» **INPUT**:
· · ·
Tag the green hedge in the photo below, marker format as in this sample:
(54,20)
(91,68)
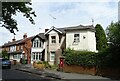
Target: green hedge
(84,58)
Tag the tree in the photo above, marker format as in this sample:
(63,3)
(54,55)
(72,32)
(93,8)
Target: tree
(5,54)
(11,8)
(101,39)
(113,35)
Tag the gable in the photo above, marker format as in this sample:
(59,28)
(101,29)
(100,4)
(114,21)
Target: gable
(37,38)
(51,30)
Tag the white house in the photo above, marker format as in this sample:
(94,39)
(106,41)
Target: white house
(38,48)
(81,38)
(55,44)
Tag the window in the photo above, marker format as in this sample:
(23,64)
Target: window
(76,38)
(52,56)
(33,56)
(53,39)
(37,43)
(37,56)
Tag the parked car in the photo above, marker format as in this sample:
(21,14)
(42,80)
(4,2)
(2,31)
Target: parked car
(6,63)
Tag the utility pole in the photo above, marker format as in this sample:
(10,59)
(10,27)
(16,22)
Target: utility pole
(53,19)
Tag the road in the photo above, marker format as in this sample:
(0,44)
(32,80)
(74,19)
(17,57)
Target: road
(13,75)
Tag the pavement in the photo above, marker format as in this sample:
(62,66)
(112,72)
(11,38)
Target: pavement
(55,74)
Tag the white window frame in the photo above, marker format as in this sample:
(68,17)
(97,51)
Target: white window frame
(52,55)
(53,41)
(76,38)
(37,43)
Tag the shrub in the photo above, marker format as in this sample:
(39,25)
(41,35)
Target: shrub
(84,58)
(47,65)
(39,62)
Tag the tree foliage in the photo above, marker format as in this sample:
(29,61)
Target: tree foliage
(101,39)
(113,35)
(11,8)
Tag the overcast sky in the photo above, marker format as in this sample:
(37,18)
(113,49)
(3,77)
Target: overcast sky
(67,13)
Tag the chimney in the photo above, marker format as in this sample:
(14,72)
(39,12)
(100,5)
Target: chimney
· · ·
» **EXERCISE AIM**: Go over the data and return every line that includes the word "chimney".

» **SOLUTION TO THIS EXERCISE**:
Tag the chimney in the photo above, marker format as in this sample:
Target: chimney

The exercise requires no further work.